▸ Задание A: В статье о физиологии музыки приводится спор о грусти минора. Кем по профессии был собеседник, который считал её экспериментальным фактом?
▸ Задание B: Согласуются ли с текстом статьи о физиологии музыки следующие утверждения? Ответьте «да» или «нет» на каждое и процитируйте решающие слова. (i) О Великом Молчании музыки говорит Томас Манн. (ii) Собеседник согласился, что связь минора с плачем — культурная метафора. (iii) Исходным для Мандельштама назван текст Пушкина.
▸ Задание C: Подхватите статью о физиологии музыки и продолжите её, начиная сразу после последней фразы.

▸ Фрагмент страницы:
>>>
К физиологии музыки: язык (и)ли музыка? (Часть 4)

IV

egmg:

Как ты думаешь, не создается ли впечатления, что мы с тобой
сражаемся с ветряными мельницами? Высокая беcсмысленность музыки в
европейской культуре манифестируется со времен Гегеля, а о
Великом Молчании музыки говорит Томас Манн. Славная традиция.
Было бы непростительно не упомянуть в ней Мандельштама, его
Silentium:

Она еще не родилась,
Она и музыка и слово,
И потому всего живого
Ненарушаемая связь.

Спокойно дышат моря груди,
Но, как безумный, светел день,
И пены бледная сирень
В черно-лазоревом сосуде.

Да обретут мои уста
Первоначальную немоту,
Как кристаллическую ноту,
Что от рождения чиста!

Останься пеной, Афродита,
И слово в музыку вернись,
И сердце сердца устыдись,
С первоосновой жизни слито!

Не могла отказать себе в удовольствии воспроизвести эти строки.
Слово, возвращенное в музыку, в пренатальное состояние
кристаллической неударенной (анахата, конечно) ноты, в Пустоту, «мать
десяти тысяч вещей». Афродита, как и музыка, должна
остаться нерожденной, остаться смешением семени Кронида с
околоплодными водами Матери (заметь подчеркнутую феминность морских
грудей). Все исключительно точно. Кстати, и в исходном для
Мандельштама тексте Тютчева уже заявлена симулирующая сила
всепокрывающего слова, иначе о чем «мысль изреченная есть
ложь», как не об этом? Кажется, как можно после этого настаивать
на регулярной осмысленности музыки?

И тем не менее, каждый раз, когда выдвигается этот тезис, его
воспринимают как крамолу в самых разных диалогических ситуациях.

Ну вот, приведу несколько, буквально редким бреднем выловленных в Сети.

Типическая реакция на цитату из Цзи Кана:

«Китайцы сказали красиво и многословно – но не по существу. Не
отметили, что главные ходы соответствуют интонациям:
тоника-доминанта – вопросительной, доминанта-тоника – утвердительной.
Отдельно, минор – прима-малая терция – плач; мажор –
прима-большая терция – смех».

Традиция и научение выдаются за природные свойства гармонии. На мое
возражение, что это культурные метафоры, мой собеседник,
профессиональный математик, отвечает: «Это экспериментальный
факт, который очень легко проверяется камертоном». Вот так.
Грусть минора проверяется камертоном. Что скажешь?
<<<
▸ Листинг:
>>>
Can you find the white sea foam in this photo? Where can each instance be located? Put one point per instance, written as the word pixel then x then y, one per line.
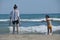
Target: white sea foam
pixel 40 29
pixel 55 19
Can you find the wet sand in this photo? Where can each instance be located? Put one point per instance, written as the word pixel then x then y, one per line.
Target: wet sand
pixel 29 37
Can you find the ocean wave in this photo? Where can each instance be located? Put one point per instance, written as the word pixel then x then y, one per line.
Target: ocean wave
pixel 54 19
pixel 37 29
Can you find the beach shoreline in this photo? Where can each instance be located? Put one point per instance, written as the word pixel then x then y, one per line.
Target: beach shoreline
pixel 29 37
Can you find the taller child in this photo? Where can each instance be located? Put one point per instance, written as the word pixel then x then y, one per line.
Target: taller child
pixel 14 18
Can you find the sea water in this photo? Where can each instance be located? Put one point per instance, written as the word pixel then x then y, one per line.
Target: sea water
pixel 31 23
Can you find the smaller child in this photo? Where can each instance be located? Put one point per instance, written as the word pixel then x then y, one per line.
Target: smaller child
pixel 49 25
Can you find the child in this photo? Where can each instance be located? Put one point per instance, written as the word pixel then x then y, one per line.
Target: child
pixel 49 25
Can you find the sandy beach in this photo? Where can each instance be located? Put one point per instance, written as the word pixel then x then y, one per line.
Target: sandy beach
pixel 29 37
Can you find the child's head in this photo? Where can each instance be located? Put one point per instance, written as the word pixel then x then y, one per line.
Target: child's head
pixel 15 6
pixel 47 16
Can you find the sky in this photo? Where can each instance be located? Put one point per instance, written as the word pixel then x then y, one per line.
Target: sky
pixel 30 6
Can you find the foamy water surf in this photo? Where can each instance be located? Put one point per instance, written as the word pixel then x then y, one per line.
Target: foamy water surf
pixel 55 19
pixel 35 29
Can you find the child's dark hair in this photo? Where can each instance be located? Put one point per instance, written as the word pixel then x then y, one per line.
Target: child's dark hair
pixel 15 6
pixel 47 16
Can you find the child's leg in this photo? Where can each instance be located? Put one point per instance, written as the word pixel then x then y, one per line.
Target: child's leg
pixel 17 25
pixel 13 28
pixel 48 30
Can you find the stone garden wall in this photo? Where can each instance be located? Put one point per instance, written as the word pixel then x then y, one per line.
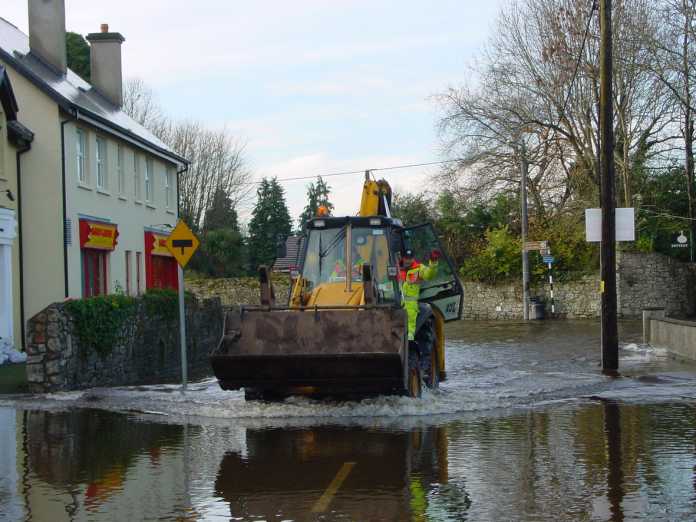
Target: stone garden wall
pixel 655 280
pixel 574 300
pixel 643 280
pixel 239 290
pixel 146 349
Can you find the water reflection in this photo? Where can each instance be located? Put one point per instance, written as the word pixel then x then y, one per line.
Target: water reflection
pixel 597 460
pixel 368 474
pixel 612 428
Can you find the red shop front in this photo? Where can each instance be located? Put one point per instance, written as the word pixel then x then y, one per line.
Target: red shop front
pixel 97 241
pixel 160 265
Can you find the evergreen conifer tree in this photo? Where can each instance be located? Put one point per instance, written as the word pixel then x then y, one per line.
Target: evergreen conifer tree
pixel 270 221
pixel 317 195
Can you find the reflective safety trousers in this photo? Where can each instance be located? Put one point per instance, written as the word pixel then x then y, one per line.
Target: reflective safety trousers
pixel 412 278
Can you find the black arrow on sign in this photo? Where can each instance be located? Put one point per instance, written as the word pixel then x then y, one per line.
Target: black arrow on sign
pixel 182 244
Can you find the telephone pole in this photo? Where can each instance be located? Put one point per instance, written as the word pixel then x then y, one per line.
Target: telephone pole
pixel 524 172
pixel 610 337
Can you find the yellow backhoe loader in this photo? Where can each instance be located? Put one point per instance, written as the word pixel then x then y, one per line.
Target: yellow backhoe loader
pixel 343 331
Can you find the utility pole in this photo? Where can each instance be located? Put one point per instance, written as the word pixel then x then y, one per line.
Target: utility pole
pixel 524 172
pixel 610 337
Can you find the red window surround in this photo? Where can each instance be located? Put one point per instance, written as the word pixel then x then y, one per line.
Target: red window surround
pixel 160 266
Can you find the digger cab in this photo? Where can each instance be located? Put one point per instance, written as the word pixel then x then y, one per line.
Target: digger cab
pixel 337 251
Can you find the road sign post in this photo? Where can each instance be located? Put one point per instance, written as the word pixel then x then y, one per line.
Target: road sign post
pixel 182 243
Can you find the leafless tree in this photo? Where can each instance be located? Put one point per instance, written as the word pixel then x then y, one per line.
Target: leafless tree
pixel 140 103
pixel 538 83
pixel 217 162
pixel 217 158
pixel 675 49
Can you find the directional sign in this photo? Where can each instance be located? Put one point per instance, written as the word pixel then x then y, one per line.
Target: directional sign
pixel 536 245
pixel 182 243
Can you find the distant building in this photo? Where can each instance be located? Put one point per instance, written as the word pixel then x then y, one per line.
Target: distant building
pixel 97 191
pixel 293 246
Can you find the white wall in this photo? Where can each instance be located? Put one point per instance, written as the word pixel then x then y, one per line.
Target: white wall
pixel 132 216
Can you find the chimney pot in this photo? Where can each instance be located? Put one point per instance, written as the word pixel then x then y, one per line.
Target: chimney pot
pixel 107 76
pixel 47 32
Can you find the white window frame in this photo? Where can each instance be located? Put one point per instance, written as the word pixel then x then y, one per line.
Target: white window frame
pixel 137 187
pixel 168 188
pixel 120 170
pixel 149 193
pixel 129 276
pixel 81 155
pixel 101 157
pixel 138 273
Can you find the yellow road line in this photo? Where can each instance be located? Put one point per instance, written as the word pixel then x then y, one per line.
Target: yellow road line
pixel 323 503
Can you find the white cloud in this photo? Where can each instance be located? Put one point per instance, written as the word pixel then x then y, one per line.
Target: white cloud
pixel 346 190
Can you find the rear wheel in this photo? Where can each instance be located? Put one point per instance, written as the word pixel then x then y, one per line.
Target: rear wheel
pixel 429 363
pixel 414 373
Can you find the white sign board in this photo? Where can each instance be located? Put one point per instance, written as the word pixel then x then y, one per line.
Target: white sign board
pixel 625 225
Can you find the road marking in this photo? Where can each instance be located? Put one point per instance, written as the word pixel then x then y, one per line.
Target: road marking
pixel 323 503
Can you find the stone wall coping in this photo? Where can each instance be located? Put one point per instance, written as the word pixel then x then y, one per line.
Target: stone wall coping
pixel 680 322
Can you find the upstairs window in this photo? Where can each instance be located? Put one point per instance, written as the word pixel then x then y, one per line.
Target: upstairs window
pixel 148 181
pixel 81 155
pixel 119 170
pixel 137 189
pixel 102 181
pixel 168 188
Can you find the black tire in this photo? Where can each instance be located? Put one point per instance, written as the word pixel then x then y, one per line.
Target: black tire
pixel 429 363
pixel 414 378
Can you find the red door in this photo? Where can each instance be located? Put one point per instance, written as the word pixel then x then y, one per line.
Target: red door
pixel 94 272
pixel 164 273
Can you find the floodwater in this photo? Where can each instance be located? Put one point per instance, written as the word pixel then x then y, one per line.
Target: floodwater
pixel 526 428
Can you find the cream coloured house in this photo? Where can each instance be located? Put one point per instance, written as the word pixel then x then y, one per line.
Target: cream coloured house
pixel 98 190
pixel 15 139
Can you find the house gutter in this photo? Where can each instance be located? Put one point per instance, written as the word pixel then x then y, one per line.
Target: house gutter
<<<
>>>
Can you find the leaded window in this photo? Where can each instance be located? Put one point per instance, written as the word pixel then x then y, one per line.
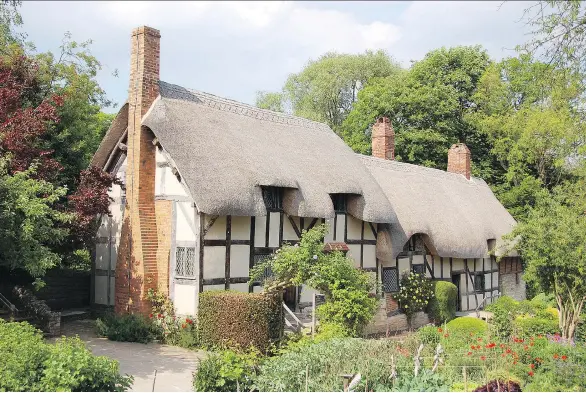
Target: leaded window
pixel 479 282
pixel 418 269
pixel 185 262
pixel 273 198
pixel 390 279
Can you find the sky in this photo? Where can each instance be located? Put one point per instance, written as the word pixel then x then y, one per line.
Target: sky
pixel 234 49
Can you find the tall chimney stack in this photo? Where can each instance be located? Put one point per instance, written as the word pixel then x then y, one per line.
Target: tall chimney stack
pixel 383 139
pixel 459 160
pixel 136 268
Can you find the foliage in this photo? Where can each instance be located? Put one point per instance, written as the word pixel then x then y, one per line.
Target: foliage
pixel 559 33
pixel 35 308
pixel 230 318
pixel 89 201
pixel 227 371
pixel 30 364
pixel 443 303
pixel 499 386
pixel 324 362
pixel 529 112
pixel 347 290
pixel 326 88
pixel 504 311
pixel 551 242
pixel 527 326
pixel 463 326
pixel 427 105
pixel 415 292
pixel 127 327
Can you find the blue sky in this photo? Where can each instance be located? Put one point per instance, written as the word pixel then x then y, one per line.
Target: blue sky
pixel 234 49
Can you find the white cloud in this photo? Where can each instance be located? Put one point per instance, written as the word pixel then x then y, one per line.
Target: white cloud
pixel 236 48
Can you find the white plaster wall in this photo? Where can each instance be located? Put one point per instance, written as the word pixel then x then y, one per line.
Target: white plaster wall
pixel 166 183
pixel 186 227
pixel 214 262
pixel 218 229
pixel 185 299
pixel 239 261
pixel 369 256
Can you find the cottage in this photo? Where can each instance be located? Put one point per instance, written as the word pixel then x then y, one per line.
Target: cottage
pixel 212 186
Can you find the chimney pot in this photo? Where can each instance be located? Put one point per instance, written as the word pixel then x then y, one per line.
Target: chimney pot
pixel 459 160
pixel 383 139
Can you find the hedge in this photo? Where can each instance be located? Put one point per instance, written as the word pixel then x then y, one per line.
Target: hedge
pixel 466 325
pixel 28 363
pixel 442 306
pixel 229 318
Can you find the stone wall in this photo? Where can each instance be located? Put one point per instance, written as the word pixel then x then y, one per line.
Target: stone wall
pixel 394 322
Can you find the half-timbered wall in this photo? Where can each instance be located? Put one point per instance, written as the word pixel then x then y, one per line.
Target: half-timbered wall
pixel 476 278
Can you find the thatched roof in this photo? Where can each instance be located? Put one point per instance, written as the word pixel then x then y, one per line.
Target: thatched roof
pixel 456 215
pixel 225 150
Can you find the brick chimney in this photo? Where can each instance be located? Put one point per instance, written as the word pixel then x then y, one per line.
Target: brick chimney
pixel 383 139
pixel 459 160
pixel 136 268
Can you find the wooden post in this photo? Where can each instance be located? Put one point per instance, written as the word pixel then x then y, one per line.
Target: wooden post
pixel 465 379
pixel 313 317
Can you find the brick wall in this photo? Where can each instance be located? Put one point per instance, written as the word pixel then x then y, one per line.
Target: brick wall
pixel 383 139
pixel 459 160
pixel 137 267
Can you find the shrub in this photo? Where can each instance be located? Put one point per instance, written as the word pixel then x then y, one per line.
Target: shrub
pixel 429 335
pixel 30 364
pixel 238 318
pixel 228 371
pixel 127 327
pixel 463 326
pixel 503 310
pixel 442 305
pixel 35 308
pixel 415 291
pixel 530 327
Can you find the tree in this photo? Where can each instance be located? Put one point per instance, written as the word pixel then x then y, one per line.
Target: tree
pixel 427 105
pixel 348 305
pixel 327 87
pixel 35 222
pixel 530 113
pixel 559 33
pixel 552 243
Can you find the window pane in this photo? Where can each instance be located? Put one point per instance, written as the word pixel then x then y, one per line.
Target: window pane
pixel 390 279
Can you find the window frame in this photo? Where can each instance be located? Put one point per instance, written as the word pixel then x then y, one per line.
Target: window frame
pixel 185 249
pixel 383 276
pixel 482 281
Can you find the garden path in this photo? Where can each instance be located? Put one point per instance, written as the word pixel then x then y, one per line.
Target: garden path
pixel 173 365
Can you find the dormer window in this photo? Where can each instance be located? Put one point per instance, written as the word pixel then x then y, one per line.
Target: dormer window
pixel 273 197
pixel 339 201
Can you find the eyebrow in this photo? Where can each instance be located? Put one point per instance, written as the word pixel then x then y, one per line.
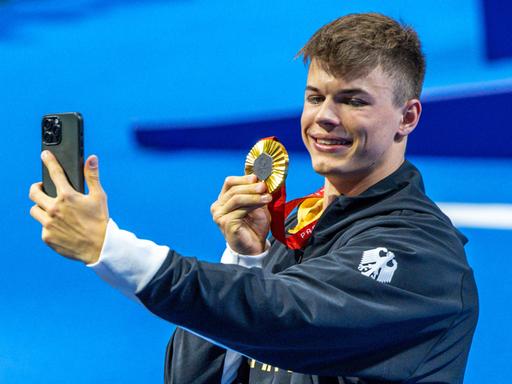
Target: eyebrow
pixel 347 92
<<<
>>>
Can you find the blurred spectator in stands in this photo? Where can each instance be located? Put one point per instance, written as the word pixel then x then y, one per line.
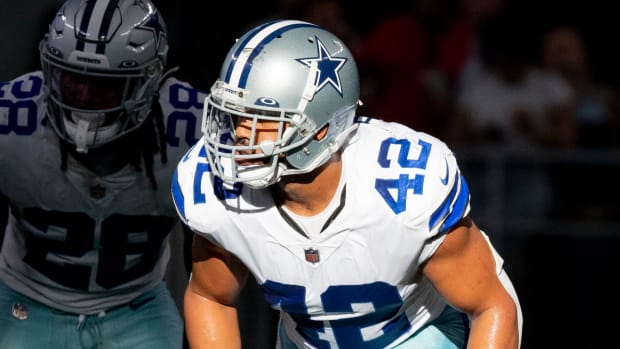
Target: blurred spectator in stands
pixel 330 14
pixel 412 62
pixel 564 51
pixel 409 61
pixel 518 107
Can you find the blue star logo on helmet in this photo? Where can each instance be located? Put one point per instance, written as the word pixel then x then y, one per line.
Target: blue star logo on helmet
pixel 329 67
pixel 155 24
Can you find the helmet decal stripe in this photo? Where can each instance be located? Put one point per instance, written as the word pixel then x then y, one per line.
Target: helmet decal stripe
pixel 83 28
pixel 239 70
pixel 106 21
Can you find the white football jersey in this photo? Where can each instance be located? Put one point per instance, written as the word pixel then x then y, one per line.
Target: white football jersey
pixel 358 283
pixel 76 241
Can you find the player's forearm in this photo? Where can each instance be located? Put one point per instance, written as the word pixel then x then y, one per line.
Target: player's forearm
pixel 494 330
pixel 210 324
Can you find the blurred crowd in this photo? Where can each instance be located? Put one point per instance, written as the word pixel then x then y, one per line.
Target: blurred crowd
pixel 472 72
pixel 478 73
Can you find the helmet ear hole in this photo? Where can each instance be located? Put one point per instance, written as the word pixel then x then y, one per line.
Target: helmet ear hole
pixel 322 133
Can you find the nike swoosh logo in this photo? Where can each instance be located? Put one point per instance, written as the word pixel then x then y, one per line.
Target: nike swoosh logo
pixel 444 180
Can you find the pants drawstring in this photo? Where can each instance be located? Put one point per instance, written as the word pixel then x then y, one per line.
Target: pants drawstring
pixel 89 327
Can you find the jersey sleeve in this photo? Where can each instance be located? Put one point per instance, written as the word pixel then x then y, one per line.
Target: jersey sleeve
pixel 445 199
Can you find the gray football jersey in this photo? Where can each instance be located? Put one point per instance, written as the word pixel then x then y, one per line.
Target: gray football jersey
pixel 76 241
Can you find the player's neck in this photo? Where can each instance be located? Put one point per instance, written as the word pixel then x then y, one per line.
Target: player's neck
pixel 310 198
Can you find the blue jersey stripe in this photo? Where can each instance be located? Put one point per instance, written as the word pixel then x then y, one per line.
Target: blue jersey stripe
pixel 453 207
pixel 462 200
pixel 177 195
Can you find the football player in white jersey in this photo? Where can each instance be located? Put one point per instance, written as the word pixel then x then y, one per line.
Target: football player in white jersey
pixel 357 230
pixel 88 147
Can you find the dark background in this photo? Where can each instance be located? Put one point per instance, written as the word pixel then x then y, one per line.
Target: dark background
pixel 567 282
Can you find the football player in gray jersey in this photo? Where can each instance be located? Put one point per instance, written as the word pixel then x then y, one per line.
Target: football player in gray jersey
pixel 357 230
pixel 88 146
<<<
▸ Ожидаемый ответ A: Профессиональным математиком.

▸ Ожидаемый ответ B:
(i) Да: «а о Великом Молчании музыки говорит Томас Манн».
(ii) Нет: «Это экспериментальный факт, который очень легко проверяется камертоном».
(iii) Нет: «и в исходном для Мандельштама тексте Тютчева».

▸ Ожидаемый ответ C:
gippius:

Ну что же, стремление говорить исключительно по существу столь же
похвально, сколько заслуживает интереса вопрос, какое место в
современном общественном сознании занимает архаическая
эпистема до-верия. Профессиональных математиков, случается,
охватывает такая страсть к уравнению языка и мира, что теорема о
неполноте Гёделя вытесняется ими на манер
сексуально-языковой травмы. Из улова тех же сетей:

«В случае естественных наук существенно не то, что язык – договор
многих, а то, что он правильно описывает окружающий мир».

Вот здесь, наконец-то, и хотелось бы узнать, что значит это
«правильно», принимая в рассмотрение соображение о бесконечности
серии мета-описаний. На какой момент времени мира «правильно»?
То есть будет ли это описание всегда правильным и,
соответственно, всегда ли будет договор, достигнутый в отношении
этого описания, разумным? Или описание и соответствующий договор
всё же исторически вариативны, не являясь, таким образом,
пред-заданными сознанию? Или что, может быть, это просто
внесезонная распродажа подновлённого договора до-верия? Может
быть, всё же имеется в виду описание, приложимое только к
модели мира? Если это модель, то где моделируются её
составляющие, каким-таким независимым наблюдателем, который был бы
способен избежать, в основаниях собственного когнитивного опыта,
влияния естественного языка? Где они, эти гении не места,
но Времени, что способны отредактировать до-критическую фазу
усвоения естественного языка и категорий, в которых мир
мыслится человеком? И где, наконец, тот конечный язык и теория,
в которых все окажется доказанным в рамках самой
теории/языка, без необходимости обращения к новому мета-уровню
описания. – Если есть, дайте два!.. Что это «правильно», как не
ситуативное и частное утверждение – в рамках договора
до-словного до-верия полагающее себя пан-хроническим и всеобщим? Одним
словом, редуктивный узус-казус, который снова маячит как
некий спасительный знак до-верия языку, таков: «правильно»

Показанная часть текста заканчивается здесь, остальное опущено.